== Короткое задание ==
Воспроизведите все строки ниже, от первой до последней, не меняя в них ни одного символа.

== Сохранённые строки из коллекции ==
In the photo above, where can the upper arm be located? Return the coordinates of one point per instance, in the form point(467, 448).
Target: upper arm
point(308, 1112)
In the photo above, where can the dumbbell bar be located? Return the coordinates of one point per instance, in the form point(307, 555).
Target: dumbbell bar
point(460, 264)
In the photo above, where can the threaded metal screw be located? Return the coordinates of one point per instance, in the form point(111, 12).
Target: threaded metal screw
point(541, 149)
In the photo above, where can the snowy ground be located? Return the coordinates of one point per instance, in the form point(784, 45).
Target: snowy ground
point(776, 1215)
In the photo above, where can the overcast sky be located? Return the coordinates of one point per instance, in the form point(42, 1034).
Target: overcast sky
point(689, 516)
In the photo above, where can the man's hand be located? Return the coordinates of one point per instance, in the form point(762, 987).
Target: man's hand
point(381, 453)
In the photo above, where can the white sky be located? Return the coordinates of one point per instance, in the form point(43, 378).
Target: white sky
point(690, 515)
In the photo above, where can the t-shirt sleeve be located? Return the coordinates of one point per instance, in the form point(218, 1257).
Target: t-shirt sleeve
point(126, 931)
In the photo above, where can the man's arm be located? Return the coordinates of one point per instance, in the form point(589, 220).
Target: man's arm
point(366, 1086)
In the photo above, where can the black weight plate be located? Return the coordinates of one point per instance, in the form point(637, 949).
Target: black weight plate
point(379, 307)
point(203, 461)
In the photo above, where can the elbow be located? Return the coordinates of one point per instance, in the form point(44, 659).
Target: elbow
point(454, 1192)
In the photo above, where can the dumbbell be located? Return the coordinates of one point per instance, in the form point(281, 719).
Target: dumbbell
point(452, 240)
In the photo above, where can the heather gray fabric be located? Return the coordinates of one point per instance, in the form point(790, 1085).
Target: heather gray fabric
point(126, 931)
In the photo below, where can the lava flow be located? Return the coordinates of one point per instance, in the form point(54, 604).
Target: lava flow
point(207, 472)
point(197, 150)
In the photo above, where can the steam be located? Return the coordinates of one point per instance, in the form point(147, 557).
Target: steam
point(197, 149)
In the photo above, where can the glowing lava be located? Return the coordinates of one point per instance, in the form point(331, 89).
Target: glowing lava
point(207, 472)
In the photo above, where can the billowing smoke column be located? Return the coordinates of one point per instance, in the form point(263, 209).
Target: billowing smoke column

== Результат задания ==
In the photo above, where can the upper arm be located? Return the coordinates of one point per instance, in the form point(467, 448).
Target: upper arm
point(308, 1112)
In the photo above, where can the dumbbell bar be located? Return the coordinates of one point per instance, in the form point(307, 555).
Target: dumbbell bar
point(460, 264)
In the photo above, where can the threaded metal screw be located? Return the coordinates of one point per instance, in the form point(111, 12).
Target: threaded metal screw
point(541, 149)
In the photo above, where can the snowy ground be located? Return the coordinates of one point per instance, in the form point(784, 45).
Target: snowy ground
point(776, 1215)
In the photo above, where can the overcast sky be located? Return the coordinates of one point per instance, in the form point(42, 1034).
Target: overcast sky
point(689, 516)
In the photo above, where can the man's hand be located? Return the coordinates of one point per instance, in the form point(762, 987).
Target: man's hand
point(381, 453)
In the photo above, where can the white sky be located? Return the coordinates of one point per instance, in the form point(43, 378).
Target: white sky
point(690, 515)
In the photo above, where can the t-shirt sleeve be located? Return the coordinates of one point per instance, in the form point(218, 1257).
Target: t-shirt sleeve
point(126, 931)
In the photo above, where can the man's arm be located? Return the coordinates of one point per instance, in the form point(589, 220).
Target: man's arm
point(366, 1086)
In the photo above, where can the black weight plate be located? Return the coordinates of one point per instance, in the form point(637, 949).
Target: black weight plate
point(379, 307)
point(203, 461)
In the photo above, where can the elbow be located? Return the coordinates of one point per instance, in the form point(44, 659).
Target: elbow
point(454, 1192)
In the photo above, where can the dumbbell be located? Return the coordinates of one point per instance, in the form point(281, 719).
Target: dumbbell
point(452, 240)
In the photo above, where can the heather gray fabric be located? Return the coordinates of one point per instance, in the form point(790, 1085).
Target: heather gray fabric
point(126, 931)
In the photo below, where can the lava flow be located? Return the coordinates of one point per instance, in the form point(54, 604).
Target: lava flow
point(207, 472)
point(197, 150)
In the photo above, where can the steam be located? Return the coordinates of one point per instance, in the form point(147, 557).
Target: steam
point(197, 149)
In the photo above, where can the glowing lava be located? Return the coordinates of one point per instance, in the form point(331, 89).
Target: glowing lava
point(207, 472)
In the photo above, where can the billowing smoke column be located? Return the coordinates of one point per instance, in the form point(263, 209).
Target: billowing smoke column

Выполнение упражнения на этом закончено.